PROBLEM 1:
Give the heading of each numbered tip in the text about honey relationships below.
PROBLEM 2:
From the text about honey relationships below, quote the passage starting with "As a sugar baby, the" and going on through "hard to attain.".

EXCERPT PROVIDED:
Note: From now on I’m going to use the phrase “honey relationships” to differentiate spoiled girlfriend relationships from SB/SD relationships - just for the sake of clarity. I’ll also be using the phrase “honey boyfriend” to differentiate spoiling boyfriends from sugar daddies.
One of the biggest differences between a sugar relationship and a honey relationship is the time that you are “behind the scenes.” What I mean by that is the real time and effort that we expend looking fabulous, maintaining our appearance and health, and doing the personal things we need to do to keep our minds and emotions right.
As a sugar baby, the time you spend with an SD tends to be limited. Sure, you may have a night out - but how much time do you spend getting ready for it? A few hours doing your hair and makeup, all of the exercise and careful eating you do beforehand to maintain your physique, the careful shopping to find the perfect outfits, shoes, lingerie. It’s a lot!
What an SD sees is your final product: opening night. He doesn’t see what’s behind the curtain.
A honey boyfriend has more access to you, and therefore he’s going to see a lot more of those behind the scenes moments. This can cause problems! It can ruin the mystique and excitement. It can take away your magic as the prize that he’s worked so hard to attain.
So what’s a girl to do when you live with your honey boyfriend or you spend so much time together that him seeing you behind the scenes is inevitable?
How to Make Behind the Scenes an Intimate Experience
1. Channel your inner glamorous goddess. Find yourself some beautiful dressing gowns/robes (on his dime of course)! I personally love kimono style robes because I think they’re flattering on everyone and since they’re floor length, you can literally be completely naked underneath and if you need to run out and grab the newspaper or change the laundry, at least you will look damn good doing it.
2. Lounge in style. Girls, I do not know of nor have I ever seen a single woman who did not look bomb in yoga pants and a slouchy, off the shoulder top. Get rid of your ratty around-the-house clothes and get some flattering, sensual lounge clothing. My go-to is The Limited - I really like their Lounge collection. Some athletic wear that’s more designed for yoga and pilates is also great for just hanging around the house, but the booty is poppin’ and your shape is lookin’ lit.
3. Create a beautiful space where the magic happens. I have a vanity with my perfume, makeup, hair products, and a few pretty little tchotchkes to add decor (an expensive masquerade mask from a fetish event we attended, a small ring and bracelet holder, etc.) Play some sensual music while you get ready - jazz, classical piano, R&B, whatever your jams are. When you sit down to do your makeup and hair, your honey now sees you as not only a beautiful woman, but someone who has let him into your most intimate moments.
4. Cut the ditz crap when you’re choosing an outfit. Every man I have ever dated has communicated to me the annoyance and frustration of dealing with my indecision in choosing outfits. It’s the equivalent of being in midtown traffic - start, stop, start, stop. Once you choose an outfit, stick to it!
5. Make your health regimen Insta-worthy. This one requires some commitment, but try not to look crazy when you go to the gym if you know your honey is going to see you before, during or after. Yes, we know you’re there to sweat. But throwing on a pair of diamond studs and just making sure your hair is slicked back so you don’t have those random alfalfa frizzies doesn’t take much time. Having cute activewear is easier than ever because so many companies are entering the market. Some of my favorite coordinated activewear sets are from Old Navy! Just like you’d coordinate your bag and shoes to go to dinner, it doesn’t take much to just make sure your sneakers and headband are the same color - and it makes a huge difference. You go from “average attractive girl at gym” to “sugar baby at gym still looking fly as fuck.”

STORED DATA:
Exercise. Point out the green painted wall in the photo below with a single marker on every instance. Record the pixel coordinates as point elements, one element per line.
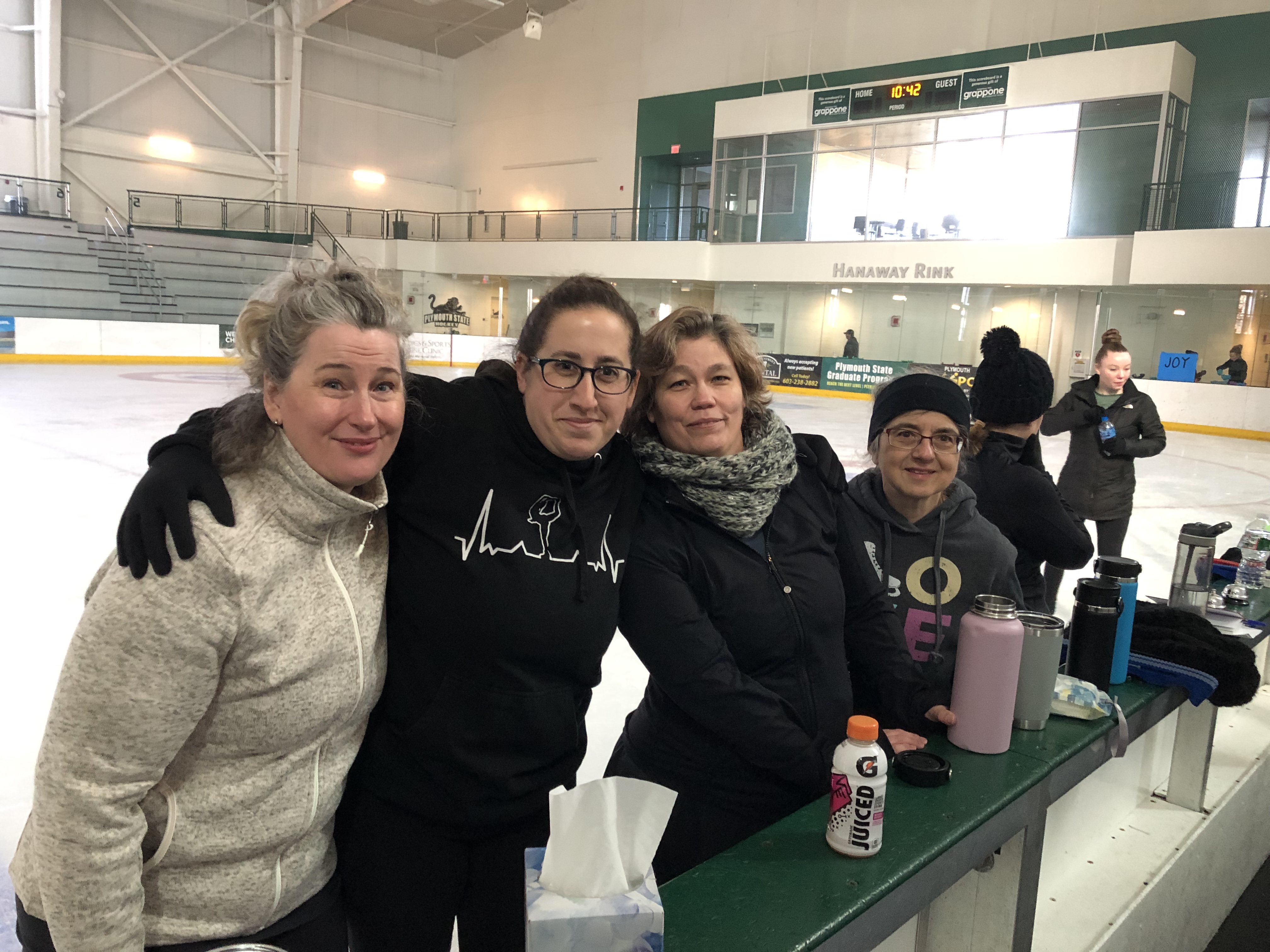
<point>1233,65</point>
<point>1112,167</point>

CORRECT ANSWER 1:
1. Channel your inner glamorous goddess.
2. Lounge in style.
3. Create a beautiful space where the magic happens.
4. Cut the ditz crap when you're choosing an outfit.
5. Make your health regimen Insta-worthy.

CORRECT ANSWER 2:
As a sugar baby, the time you spend with an SD tends to be limited. Sure, you may have a night out - but how much time do you spend getting ready for it? A few hours doing your hair and makeup, all of the exercise and careful eating you do beforehand to maintain your physique, the careful shopping to find the perfect outfits, shoes, lingerie. It’s a lot!
What an SD sees is your final product: opening night. He doesn’t see what’s behind the curtain.
A honey boyfriend has more access to you, and therefore he’s going to see a lot more of those behind the scenes moments. This can cause problems! It can ruin the mystique and excitement. It can take away your magic as the prize that he’s worked so hard to attain.